◆ **Extracted records**:
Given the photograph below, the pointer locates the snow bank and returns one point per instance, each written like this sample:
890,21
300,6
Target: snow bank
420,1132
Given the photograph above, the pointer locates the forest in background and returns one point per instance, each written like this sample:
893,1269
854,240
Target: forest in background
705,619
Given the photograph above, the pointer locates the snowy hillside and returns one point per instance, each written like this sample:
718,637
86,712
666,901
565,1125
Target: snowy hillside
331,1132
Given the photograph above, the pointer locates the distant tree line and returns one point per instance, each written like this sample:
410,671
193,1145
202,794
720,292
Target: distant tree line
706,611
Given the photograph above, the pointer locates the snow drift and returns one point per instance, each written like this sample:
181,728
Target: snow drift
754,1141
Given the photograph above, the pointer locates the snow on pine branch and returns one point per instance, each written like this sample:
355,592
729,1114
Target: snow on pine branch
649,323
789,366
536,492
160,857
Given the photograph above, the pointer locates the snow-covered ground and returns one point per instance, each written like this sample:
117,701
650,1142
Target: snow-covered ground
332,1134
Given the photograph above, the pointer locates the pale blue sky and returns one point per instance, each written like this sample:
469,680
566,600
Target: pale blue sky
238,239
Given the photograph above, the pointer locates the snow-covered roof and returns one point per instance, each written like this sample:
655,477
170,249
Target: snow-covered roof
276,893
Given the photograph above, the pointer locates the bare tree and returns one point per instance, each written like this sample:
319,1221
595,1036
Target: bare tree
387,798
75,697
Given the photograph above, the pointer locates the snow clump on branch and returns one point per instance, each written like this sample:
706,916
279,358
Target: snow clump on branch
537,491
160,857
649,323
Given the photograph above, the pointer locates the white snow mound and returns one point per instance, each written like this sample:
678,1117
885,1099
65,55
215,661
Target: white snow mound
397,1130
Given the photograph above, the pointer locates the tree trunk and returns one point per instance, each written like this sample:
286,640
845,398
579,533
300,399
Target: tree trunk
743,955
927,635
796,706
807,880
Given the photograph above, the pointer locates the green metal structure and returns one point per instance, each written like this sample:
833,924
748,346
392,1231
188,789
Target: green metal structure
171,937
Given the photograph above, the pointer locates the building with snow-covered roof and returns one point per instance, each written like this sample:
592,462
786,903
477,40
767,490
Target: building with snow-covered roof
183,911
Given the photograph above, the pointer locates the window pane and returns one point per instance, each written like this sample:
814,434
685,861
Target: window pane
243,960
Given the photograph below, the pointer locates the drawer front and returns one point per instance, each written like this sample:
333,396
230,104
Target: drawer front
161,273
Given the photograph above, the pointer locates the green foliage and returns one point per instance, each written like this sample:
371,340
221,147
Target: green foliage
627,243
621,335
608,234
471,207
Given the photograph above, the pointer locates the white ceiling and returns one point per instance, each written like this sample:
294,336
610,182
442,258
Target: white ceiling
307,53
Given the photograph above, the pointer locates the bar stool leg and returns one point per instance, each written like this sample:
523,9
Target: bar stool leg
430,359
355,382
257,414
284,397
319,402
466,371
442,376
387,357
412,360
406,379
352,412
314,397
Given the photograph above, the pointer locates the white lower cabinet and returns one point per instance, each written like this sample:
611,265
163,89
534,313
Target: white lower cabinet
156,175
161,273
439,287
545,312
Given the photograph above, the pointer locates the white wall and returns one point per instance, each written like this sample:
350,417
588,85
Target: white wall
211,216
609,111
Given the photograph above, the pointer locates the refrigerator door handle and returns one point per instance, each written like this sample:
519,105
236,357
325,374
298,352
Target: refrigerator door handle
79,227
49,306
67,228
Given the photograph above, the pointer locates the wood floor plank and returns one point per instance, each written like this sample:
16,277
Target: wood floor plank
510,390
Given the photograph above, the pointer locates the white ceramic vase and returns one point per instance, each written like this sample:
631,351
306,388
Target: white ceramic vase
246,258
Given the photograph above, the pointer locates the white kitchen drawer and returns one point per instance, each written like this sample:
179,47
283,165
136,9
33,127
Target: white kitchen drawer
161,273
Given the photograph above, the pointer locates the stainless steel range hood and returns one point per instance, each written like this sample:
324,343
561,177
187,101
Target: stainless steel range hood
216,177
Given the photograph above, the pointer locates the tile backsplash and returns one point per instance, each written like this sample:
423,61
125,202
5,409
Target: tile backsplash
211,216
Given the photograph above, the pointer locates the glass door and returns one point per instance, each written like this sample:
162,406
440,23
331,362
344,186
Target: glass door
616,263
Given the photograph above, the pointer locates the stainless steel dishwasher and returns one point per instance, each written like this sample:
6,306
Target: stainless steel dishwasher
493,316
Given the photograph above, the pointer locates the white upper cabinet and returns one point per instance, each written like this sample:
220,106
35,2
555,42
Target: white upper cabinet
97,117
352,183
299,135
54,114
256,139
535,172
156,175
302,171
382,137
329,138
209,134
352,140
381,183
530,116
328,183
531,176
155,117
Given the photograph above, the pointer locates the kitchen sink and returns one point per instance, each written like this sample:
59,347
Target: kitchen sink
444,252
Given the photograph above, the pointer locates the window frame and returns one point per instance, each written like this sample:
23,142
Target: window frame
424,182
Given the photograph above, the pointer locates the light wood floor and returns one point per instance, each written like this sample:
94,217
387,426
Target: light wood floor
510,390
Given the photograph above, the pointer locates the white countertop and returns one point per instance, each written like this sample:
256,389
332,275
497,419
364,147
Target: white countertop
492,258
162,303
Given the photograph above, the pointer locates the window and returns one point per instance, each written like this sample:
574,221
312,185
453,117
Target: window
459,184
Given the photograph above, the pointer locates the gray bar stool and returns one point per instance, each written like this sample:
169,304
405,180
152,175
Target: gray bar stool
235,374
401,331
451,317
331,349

◆ **Assigned task**:
Which lines of the data include the string "below"? Copy each of them.

◆ **Output**:
Given the photograph below, the pointer locates the snow bank and returns one point per instance, each written like this sample:
Given the photograph below, the pointer locates the drawer front and returns one point per instance, each written like this sample:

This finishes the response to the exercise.